---------- READING TEXT

A twist tie is a fastener made of one or more metal wires encased in a thin strip of paper or plastic, in a way that it can bend and retain its shape. Wireless polymeric twist ties have also been developed.

==Use==
It is used to tie the openings of containers, including bags such as garbage bags or bread bags. It is also called garden twist wire. A twist tie is used by wrapping it around the item to be fastened, then twisting the ends together. They are often included with boxes of plastic food bags or trash bags, and are commonly available individually in pre-cut lengths, on large spools, or in perforated sheets called gangs.

The outer covering can be in various colors with or without printing. Plain paper, metallic paper, plastic, poly, or custom coatings are popular for different applications. The plastic, poly, or metallic paper twist ties withstand water better than the uncoated paper versions. Different sizes and strengths are used for different applications, from a small closure for a bag of bread to a large, heavy tie to hold unwieldy garden hoses in place. A twist tie with a broad paper covering may also be used for labeling.

--------------------
---------- DATA UNDER STUDY

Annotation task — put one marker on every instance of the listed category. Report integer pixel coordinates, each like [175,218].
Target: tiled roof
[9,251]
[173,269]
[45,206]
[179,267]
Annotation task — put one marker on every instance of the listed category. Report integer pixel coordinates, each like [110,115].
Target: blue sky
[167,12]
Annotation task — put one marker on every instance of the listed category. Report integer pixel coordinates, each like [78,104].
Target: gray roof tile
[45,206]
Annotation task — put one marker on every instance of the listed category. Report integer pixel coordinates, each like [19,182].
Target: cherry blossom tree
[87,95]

--------------------

■ EXERCISES TO COMPLETE ■
• A. Answer these questions from the text on twist ties:
(i) What is the metal wire in a twist tie encased in?
(ii) What are perforated sheets of twist ties called?
(iii) Which twist ties withstand water better than uncoated paper ones?
• B. List every outer covering material that the text on twist ties names as popular for different applications.
• C. Copy out the stretch of the text on twist ties from "A twist tie is a" through "sheets called gangs.".

■ EXERCISE SOLUTIONS ■
• A.
(i) A thin strip of paper or plastic.
(ii) Gangs.
(iii) Plastic, poly, or metallic paper twist ties.

• B. Plain paper, metallic paper, plastic, poly, custom coatings

• C.
A twist tie is a fastener made of one or more metal wires encased in a thin strip of paper or plastic, in a way that it can bend and retain its shape. Wireless polymeric twist ties have also been developed.

==Use==
It is used to tie the openings of containers, including bags such as garbage bags or bread bags. It is also called garden twist wire. A twist tie is used by wrapping it around the item to be fastened, then twisting the ends together. They are often included with boxes of plastic food bags or trash bags, and are commonly available individually in pre-cut lengths, on large spools, or in perforated sheets called gangs.